── Source data

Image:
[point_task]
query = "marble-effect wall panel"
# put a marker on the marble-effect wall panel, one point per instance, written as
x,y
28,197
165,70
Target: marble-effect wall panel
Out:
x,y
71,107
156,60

────

> **What the task asks**: Write out the listing again. Keep every character the same.

> **Exercise result**:
Image:
[point_task]
query = "marble-effect wall panel"
# put a marker on the marble-effect wall panel, one point per instance, written as
x,y
28,197
165,70
Target: marble-effect wall panel
Out:
x,y
71,107
156,60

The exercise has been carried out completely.